Referring expression data —

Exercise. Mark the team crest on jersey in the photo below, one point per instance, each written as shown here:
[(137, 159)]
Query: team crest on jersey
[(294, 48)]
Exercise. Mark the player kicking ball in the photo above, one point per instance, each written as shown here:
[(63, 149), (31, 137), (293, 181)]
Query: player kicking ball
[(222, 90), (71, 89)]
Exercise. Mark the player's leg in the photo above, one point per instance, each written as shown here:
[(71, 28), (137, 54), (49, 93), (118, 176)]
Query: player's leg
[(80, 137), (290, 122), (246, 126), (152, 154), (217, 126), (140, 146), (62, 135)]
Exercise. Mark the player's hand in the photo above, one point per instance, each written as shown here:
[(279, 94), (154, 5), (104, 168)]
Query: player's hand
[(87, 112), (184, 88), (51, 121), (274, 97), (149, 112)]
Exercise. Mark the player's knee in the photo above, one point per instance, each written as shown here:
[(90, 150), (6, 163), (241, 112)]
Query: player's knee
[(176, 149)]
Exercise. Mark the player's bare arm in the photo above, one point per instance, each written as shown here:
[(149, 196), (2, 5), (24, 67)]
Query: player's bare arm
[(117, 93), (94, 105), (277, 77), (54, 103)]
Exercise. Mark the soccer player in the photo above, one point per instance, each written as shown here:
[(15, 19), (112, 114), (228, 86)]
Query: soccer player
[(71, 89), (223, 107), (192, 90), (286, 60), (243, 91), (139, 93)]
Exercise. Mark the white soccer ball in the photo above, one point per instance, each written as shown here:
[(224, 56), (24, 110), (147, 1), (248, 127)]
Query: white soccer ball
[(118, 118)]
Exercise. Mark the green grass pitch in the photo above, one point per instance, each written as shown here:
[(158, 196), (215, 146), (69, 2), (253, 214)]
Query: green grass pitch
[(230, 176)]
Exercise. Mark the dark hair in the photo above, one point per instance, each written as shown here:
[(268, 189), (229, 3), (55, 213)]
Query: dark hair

The problem —
The records above need to be written out again. Keep them exact.

Solution below —
Exercise. Mark the team crest on jersey in the photo below, one point per instance, each written as shown here:
[(137, 159)]
Query: team crest on jersey
[(294, 48)]
Exercise. Mark the player kicking ball in the photo above, one point per instance, each written as shown here:
[(63, 149), (31, 137), (293, 181)]
Query: player kicking ball
[(222, 90), (71, 89)]
Exercise. Mark the player's leg in the photo above, one point per instance, each written as shown here:
[(71, 28), (137, 54), (49, 93), (118, 176)]
Query: player's leg
[(80, 137), (290, 122), (246, 126), (152, 154), (217, 126), (140, 146), (62, 135)]
Exercise. Mark the player's hand in the photo above, one point per instance, each written as shown here:
[(279, 94), (154, 5), (104, 168)]
Query: player's hand
[(87, 112), (184, 88), (51, 121), (274, 97), (149, 112)]
Exercise. Mark the player's knee in the photo above, one point per instance, each written as shown here:
[(90, 150), (6, 163), (241, 112)]
Query: player's knee
[(176, 149)]
Exercise. Mark the player's bare arm in the photo above, one point per instance, each written as shown here:
[(149, 196), (2, 5), (24, 67)]
Query: player's bare arm
[(117, 93), (94, 105), (277, 77), (54, 103)]
Exercise. Mark the soccer player in the photo above, one point per instance, each written as shown here:
[(15, 19), (112, 114), (228, 86)]
Query: soccer player
[(71, 89), (223, 107), (192, 90), (286, 60), (243, 91), (139, 93)]
Exercise. Mark the white soccer ball in the photo above, one point per instance, each written as shown here:
[(224, 56), (24, 110), (147, 1), (248, 127)]
Query: white soccer ball
[(118, 118)]
Exercise. Mark the green grass pitch in the photo above, one point per instance, each written as shown here:
[(158, 196), (215, 146), (69, 2), (253, 214)]
Query: green grass pitch
[(230, 176)]
Exercise. Mark the dark hair in the photo above, one point per instance, each written as shown here:
[(268, 189), (229, 3), (55, 213)]
Query: dark hair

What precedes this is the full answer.